SET PROBLEM: Rewrite the records below, changing every "Expected format" to "Required format" and leaving everything else as it is.

(Coordinate annotation entries)
::::

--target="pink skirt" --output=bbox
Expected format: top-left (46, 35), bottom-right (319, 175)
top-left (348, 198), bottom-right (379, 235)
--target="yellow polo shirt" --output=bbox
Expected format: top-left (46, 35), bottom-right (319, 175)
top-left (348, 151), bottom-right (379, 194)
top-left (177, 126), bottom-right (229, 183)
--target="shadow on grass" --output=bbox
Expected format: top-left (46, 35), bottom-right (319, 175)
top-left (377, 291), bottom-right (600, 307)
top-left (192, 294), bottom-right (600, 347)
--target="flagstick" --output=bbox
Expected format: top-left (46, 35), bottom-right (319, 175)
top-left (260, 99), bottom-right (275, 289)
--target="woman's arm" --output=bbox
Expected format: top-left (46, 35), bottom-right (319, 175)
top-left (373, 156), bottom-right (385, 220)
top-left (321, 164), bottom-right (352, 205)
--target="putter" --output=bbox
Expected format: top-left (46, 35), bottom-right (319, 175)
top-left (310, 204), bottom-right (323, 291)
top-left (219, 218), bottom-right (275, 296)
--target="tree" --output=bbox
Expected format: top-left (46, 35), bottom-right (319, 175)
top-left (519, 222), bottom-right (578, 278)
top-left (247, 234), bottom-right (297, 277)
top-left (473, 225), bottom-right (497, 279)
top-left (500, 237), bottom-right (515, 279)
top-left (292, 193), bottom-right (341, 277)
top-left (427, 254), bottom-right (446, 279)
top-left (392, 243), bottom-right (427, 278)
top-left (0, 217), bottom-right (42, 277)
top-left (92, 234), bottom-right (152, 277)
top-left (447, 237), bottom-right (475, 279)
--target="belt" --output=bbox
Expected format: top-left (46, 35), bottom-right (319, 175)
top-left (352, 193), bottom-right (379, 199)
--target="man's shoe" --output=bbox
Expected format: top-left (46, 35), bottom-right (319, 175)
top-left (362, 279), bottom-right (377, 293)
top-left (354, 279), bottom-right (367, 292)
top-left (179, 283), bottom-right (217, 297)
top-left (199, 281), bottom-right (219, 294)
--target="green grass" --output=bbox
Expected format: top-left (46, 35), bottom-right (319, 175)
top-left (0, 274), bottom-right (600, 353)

::::

CORRECT ANSWER:
--target="pink skirt" --output=bbox
Required format: top-left (46, 35), bottom-right (319, 175)
top-left (348, 198), bottom-right (379, 235)
--target="yellow polo shirt" --output=bbox
Required format: top-left (46, 35), bottom-right (319, 175)
top-left (348, 151), bottom-right (379, 194)
top-left (177, 126), bottom-right (229, 183)
--target="shadow on grass" --output=bbox
Required format: top-left (46, 35), bottom-right (319, 175)
top-left (377, 291), bottom-right (600, 307)
top-left (192, 294), bottom-right (600, 347)
--target="flagstick" --output=bbox
Required format: top-left (46, 35), bottom-right (319, 175)
top-left (260, 99), bottom-right (275, 289)
--target="woman's arm" --output=bbox
Required format: top-left (46, 35), bottom-right (319, 175)
top-left (373, 156), bottom-right (385, 220)
top-left (321, 164), bottom-right (352, 205)
--target="putter" --output=bbox
Required format: top-left (46, 35), bottom-right (319, 175)
top-left (310, 204), bottom-right (323, 291)
top-left (219, 218), bottom-right (275, 296)
--target="tree" --output=bbox
Required format: top-left (46, 35), bottom-right (319, 175)
top-left (519, 222), bottom-right (578, 278)
top-left (247, 234), bottom-right (297, 277)
top-left (473, 225), bottom-right (497, 279)
top-left (500, 237), bottom-right (515, 279)
top-left (292, 193), bottom-right (341, 277)
top-left (427, 254), bottom-right (446, 279)
top-left (392, 243), bottom-right (427, 278)
top-left (0, 217), bottom-right (42, 277)
top-left (92, 234), bottom-right (152, 277)
top-left (447, 237), bottom-right (475, 279)
--target="belt" --output=bbox
Required format: top-left (46, 35), bottom-right (319, 175)
top-left (352, 193), bottom-right (379, 199)
--target="man's shoe" --output=bbox
Required format: top-left (46, 35), bottom-right (319, 175)
top-left (362, 279), bottom-right (377, 293)
top-left (354, 279), bottom-right (367, 292)
top-left (179, 283), bottom-right (217, 297)
top-left (199, 281), bottom-right (219, 294)
--target="green grass" --output=bbox
Required format: top-left (46, 35), bottom-right (319, 175)
top-left (0, 274), bottom-right (600, 353)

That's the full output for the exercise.